# START OF Excerpted data
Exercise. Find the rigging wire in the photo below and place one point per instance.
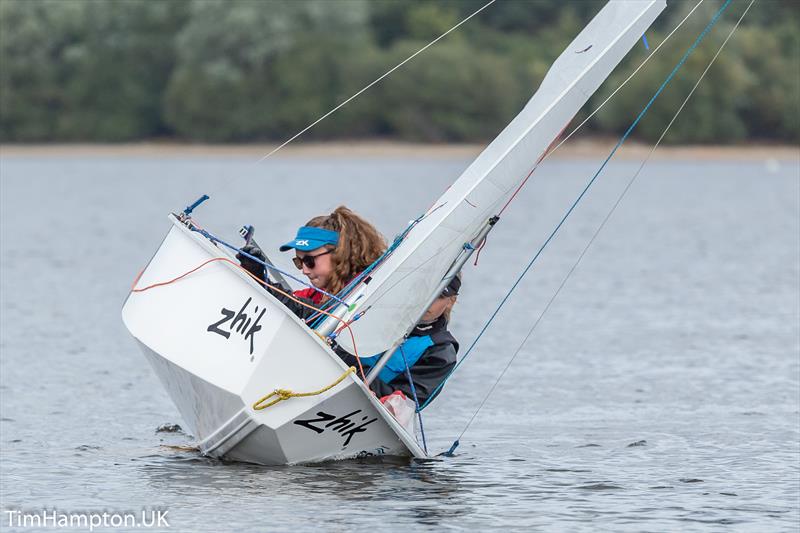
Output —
(365, 88)
(600, 228)
(486, 211)
(572, 207)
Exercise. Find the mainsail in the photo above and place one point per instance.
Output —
(402, 286)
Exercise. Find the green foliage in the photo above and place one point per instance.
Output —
(251, 70)
(81, 70)
(243, 70)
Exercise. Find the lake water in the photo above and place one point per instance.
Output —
(661, 391)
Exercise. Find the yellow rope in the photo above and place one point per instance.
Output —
(284, 394)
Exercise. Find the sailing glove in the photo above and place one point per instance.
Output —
(254, 267)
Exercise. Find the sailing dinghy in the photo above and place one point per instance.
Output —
(253, 382)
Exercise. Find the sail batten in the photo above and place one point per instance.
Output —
(405, 282)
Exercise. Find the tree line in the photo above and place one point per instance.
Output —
(260, 70)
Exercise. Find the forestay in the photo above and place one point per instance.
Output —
(402, 286)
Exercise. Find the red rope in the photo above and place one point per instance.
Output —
(267, 285)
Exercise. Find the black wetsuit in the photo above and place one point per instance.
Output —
(430, 369)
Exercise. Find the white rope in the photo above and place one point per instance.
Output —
(603, 223)
(508, 191)
(593, 113)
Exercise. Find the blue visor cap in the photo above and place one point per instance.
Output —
(310, 238)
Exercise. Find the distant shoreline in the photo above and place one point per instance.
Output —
(582, 148)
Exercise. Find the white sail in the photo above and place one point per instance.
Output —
(405, 282)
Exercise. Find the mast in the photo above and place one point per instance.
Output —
(406, 283)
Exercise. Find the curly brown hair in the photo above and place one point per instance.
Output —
(360, 244)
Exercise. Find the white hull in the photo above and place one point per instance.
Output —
(198, 334)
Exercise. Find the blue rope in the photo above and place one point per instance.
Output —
(212, 238)
(416, 400)
(580, 197)
(190, 208)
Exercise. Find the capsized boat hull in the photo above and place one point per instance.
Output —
(219, 343)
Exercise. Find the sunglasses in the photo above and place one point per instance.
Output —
(308, 260)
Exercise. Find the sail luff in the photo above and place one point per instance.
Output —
(401, 286)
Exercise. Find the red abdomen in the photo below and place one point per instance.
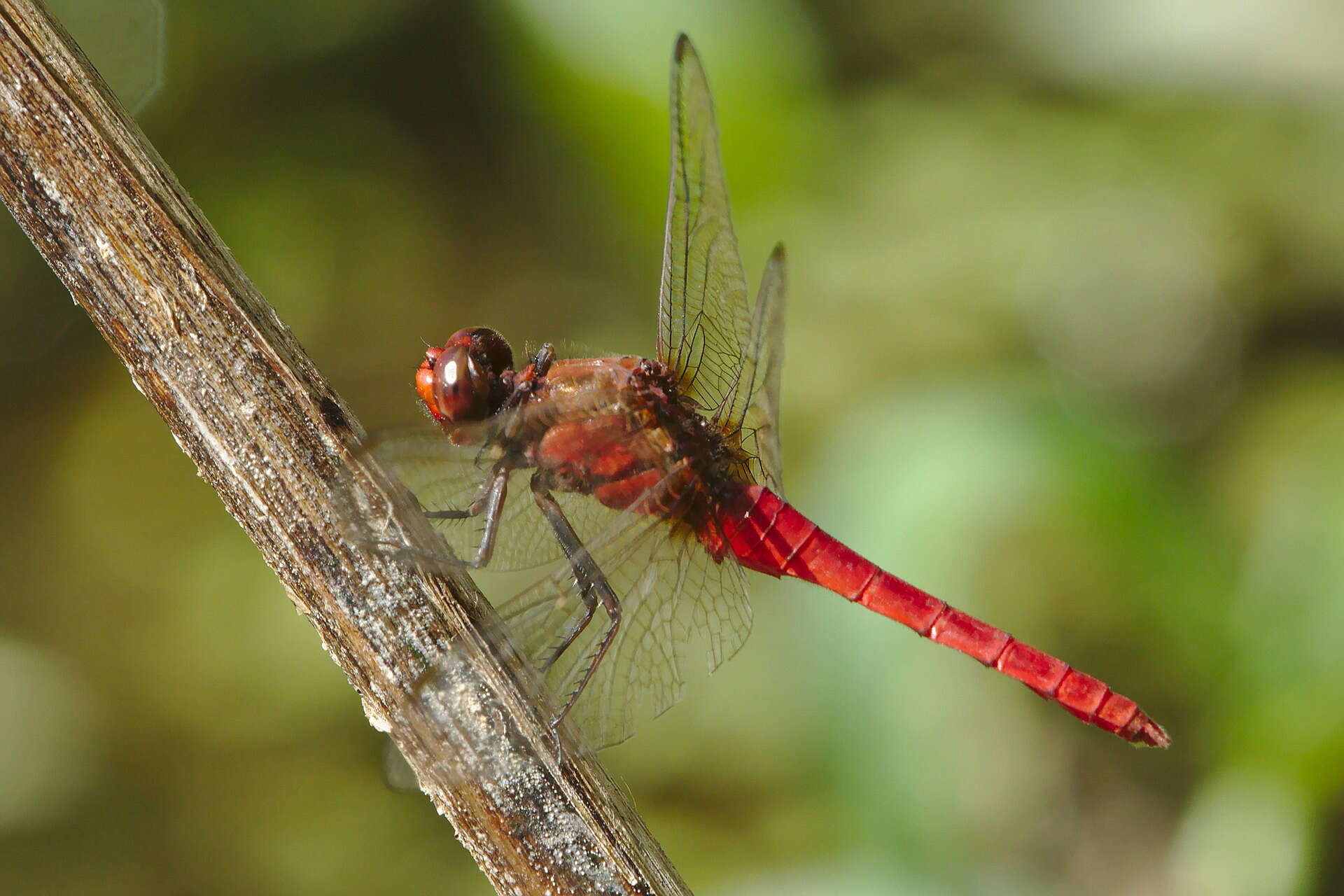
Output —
(769, 535)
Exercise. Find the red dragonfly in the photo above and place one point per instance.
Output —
(659, 481)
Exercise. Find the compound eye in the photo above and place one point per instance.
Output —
(460, 388)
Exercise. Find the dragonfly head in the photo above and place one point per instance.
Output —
(464, 381)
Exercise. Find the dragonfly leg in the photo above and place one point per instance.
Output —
(575, 630)
(593, 586)
(489, 501)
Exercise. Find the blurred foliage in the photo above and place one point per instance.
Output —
(1066, 347)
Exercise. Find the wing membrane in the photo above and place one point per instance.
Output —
(704, 312)
(764, 359)
(672, 594)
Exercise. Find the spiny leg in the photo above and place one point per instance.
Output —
(575, 630)
(593, 586)
(489, 501)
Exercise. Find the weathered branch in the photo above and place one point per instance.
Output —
(267, 431)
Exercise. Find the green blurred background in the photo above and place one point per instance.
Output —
(1066, 347)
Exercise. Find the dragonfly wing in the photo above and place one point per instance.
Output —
(704, 312)
(764, 359)
(673, 594)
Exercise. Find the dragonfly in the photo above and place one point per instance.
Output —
(652, 485)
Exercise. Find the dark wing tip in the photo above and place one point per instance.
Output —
(683, 48)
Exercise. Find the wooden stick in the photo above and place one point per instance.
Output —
(265, 429)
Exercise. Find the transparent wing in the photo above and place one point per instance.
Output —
(675, 598)
(764, 358)
(704, 312)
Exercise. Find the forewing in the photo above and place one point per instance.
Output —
(764, 359)
(675, 598)
(704, 314)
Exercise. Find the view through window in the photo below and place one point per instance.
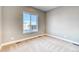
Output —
# END OF Excerpted data
Reproduce every line above as written, skipping pictures.

Exercise response:
Exercise. Find the rigging wire in the photo below and place one point per instance.
Output —
(365, 88)
(600, 228)
(486, 211)
(572, 207)
Exercise. Find the mainsail in the photo above and place one point per instance.
Output —
(402, 286)
Exercise. Find the green foliage in the photo above and place one point per instance.
Output —
(251, 70)
(81, 70)
(243, 70)
Exercise. Find the lake water in the photo above and place one point per instance.
Output —
(661, 391)
Exercise. Find the yellow rope in the photo above and place one point per instance.
Output —
(284, 394)
Exercise. Find the sailing glove in the photo above and place one point per instance.
Output —
(254, 267)
Exercise. Find the sailing dinghy in the photo above and place one point per instance.
Output —
(253, 382)
Exercise. Find the sail batten in the photo above and place one point per instance.
Output —
(405, 282)
Exercise. Find the tree line in the photo above and place one point per instance.
Output —
(260, 70)
Exercise. Find the forestay in the photo above and place one point per instance.
Output —
(402, 286)
Exercise. Find the red rope in the photo above and place one point per instance.
Output —
(267, 285)
Exercise. Find the black wetsuit in the photo above and place one point per instance.
Output —
(430, 369)
Exercise. Find the white rope in the photo above and place one point per instance.
Output —
(603, 223)
(508, 191)
(593, 113)
Exercise. Find the blue visor cap in the photo above and place one point per instance.
Output —
(310, 238)
Exercise. Find the distant shoreline in the photo above and place one point per instance.
Output —
(582, 148)
Exercise. Find the white sail in the photo above and place one point per instance.
Output —
(405, 282)
Exercise. Find the mast in the photo above and place one point per instance.
Output —
(406, 283)
Exercise. Find the curly brown hair in the photo above and place one point per instance.
Output —
(360, 244)
Exercise. Find the white hull in the photo above and place one point per instance.
Output —
(198, 334)
Exercise. Find the blue rope in the photo above and place one point per instance.
Output —
(212, 238)
(416, 400)
(580, 197)
(190, 208)
Exercise. Find the capsized boat hull in the photo above and place one point per instance.
Output —
(219, 343)
Exercise. Find the sunglasses in the photo above and place one point per instance.
Output —
(308, 260)
Exercise. Find the sail luff in the photo above and place one point per instance.
Output —
(401, 286)
Exercise. Find the red abdomen in the photo below and place one point per instance.
Output —
(769, 535)
Exercise. Find the red dragonfly in the photo above and place one point per instance.
Output —
(659, 481)
Exercise. Find the compound eye in the photo above and place one point per instance.
Output —
(460, 388)
Exercise. Find the dragonfly head in the photo above and place one point per instance.
Output —
(464, 381)
Exercise. Find the dragonfly leg in the photo above and place one point per instance.
Output —
(575, 630)
(593, 586)
(489, 501)
Exercise. Find the blurred foliage in the photo above and place one point per instance.
Output —
(1066, 347)
Exercise. Find the wing membrane in the photo above and place one point per instance.
Output —
(704, 312)
(764, 359)
(672, 594)
Exercise. Find the spiny leg in the photo above and place one point per instance.
Output —
(575, 630)
(593, 586)
(489, 501)
Exercise. Find the weathered branch in the photo above and place one point per instance.
Output —
(267, 431)
Exercise. Find the green blurred background in the photo above and place one point per instance.
Output —
(1066, 347)
Exercise. Find the dragonfly wing in the photo above and place one point per instance.
Output —
(704, 312)
(764, 359)
(673, 594)
Exercise. Find the dragonfly in the photo above and place one point per instance.
Output —
(652, 485)
Exercise. Find the dark wing tip in the photo above and place one point per instance.
Output —
(683, 48)
Exercise. Find the wooden stick in the photo above and place one point per instance.
Output —
(265, 429)
Exercise. Find the transparent wing in the photo above and place one point per instance.
Output —
(675, 598)
(764, 358)
(704, 312)
Exercise. Find the forewing in the photo above and place one point per instance.
Output —
(764, 359)
(675, 598)
(704, 314)
Exercise. Find the view through window in the photo below and place one point per instance.
Output —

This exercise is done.